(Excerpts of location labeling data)
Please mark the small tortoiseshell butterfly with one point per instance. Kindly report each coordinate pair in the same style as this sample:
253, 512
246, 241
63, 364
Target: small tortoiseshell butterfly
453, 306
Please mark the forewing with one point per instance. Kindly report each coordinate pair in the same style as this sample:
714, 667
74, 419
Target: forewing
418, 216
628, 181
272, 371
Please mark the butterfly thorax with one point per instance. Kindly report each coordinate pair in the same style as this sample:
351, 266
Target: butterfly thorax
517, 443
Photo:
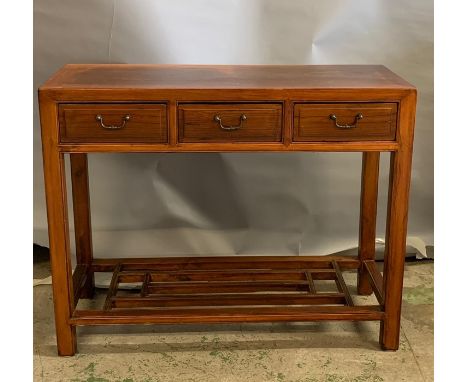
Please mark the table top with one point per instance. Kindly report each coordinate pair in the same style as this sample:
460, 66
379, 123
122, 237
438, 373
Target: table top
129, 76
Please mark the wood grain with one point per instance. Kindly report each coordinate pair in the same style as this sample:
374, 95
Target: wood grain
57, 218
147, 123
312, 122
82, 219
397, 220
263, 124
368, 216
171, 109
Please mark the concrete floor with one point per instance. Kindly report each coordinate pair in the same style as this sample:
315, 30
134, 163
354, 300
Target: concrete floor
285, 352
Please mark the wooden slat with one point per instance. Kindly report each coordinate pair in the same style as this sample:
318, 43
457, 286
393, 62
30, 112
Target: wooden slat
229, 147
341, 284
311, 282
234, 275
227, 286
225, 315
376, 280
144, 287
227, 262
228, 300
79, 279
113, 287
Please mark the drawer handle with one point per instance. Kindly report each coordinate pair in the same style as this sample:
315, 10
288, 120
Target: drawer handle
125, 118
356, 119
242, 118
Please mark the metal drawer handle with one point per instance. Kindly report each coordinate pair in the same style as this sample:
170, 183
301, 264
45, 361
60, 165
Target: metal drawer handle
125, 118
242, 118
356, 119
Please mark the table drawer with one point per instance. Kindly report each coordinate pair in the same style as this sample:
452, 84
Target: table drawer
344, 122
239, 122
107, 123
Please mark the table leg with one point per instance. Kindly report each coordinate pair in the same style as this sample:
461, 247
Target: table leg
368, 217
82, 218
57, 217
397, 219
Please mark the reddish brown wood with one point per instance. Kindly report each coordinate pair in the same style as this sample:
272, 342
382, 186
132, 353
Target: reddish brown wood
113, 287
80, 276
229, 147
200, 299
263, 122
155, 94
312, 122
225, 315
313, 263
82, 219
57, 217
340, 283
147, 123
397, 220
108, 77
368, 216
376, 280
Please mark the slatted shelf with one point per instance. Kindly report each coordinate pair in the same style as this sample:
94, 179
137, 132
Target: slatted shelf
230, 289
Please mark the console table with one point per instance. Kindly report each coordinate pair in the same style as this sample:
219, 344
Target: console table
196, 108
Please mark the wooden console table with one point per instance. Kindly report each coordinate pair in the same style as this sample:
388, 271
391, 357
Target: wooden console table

__PROBLEM REQUIREMENTS__: Write out the listing word for word, omitting the pictures it holds.

__TASK RESPONSE__:
Please mark the small tortoiseshell butterfly with one point per instance. Kindly report each coordinate pair in the same style as this sample:
253, 512
246, 241
63, 364
Target: small tortoiseshell butterfly
453, 306
Please mark the forewing with one point per instance. Kindly report each coordinate pair in the same style as this sample:
714, 667
74, 419
Target: forewing
418, 216
628, 181
272, 371
Please mark the butterfly thorax with one point per instance. Kindly report each coordinate pair in the same style as this sample:
351, 266
Target: butterfly thorax
517, 443
Photo:
Please mark the table top with one point per instance. Kindly report each coordinate pair in the same style as this sample:
460, 66
379, 123
122, 237
438, 373
Target: table top
129, 76
Please mark the wood grain with one point per instance. Kindly report each coordinate pair in the same style as this sample:
374, 95
Target: wood grain
57, 218
147, 123
312, 122
82, 219
397, 220
263, 124
368, 216
171, 109
Please mark the concrete floor with one point per instance. Kindly report each coordinate pair in the same style as this sample:
315, 30
134, 163
354, 300
Target: concrete floor
285, 352
Please mark the wooden slat with one point per instance. Kindly report each coordinate pair in the same style as this sample:
318, 43
457, 286
393, 62
30, 112
Target: wooden slat
229, 147
341, 284
311, 282
234, 275
227, 286
225, 315
376, 280
144, 287
227, 262
228, 300
79, 279
113, 287
Please mark the drawer handle with one point per instance. Kindly report each coordinate pair in the same style as this sample:
315, 10
288, 120
Target: drawer handle
125, 118
356, 119
242, 118
Please mark the metal drawer handle with one point per instance. Kindly report each coordinate pair in the same style as this sample:
170, 183
301, 264
45, 361
60, 165
Target: metal drawer handle
125, 118
242, 118
356, 119
Please mark the table drawer with one point per instance. Kindly report each coordinate pair in the same style as this sample:
452, 84
Target: table drawer
344, 122
239, 122
107, 123
Please mark the table leg with one point per instance. Kindly report each coordinate pair in the same style as this sample:
461, 247
Target: table leg
368, 217
82, 218
57, 217
397, 219
Please mark the reddish brown wood with one point per instance. Kindly report each coordinate pair in the same style as this sample:
272, 342
382, 186
132, 353
Target: reddish brown wood
113, 287
80, 276
229, 147
200, 299
263, 122
155, 94
312, 122
225, 315
313, 263
82, 219
57, 217
340, 283
147, 123
397, 220
108, 77
368, 216
376, 280
Please mark the slatted shelf with one point per instance. Kindly report each coordinate pair in the same style as this sample:
94, 179
137, 132
Target: slatted shelf
230, 289
Please mark the console table with one point per instance. Kindly report each coordinate pair in the same style as this sample:
219, 344
Target: console table
196, 108
Please mark the wooden console table with one point per instance. Kindly report each coordinate pair in the same style as this sample:
388, 271
391, 357
Target: wooden console table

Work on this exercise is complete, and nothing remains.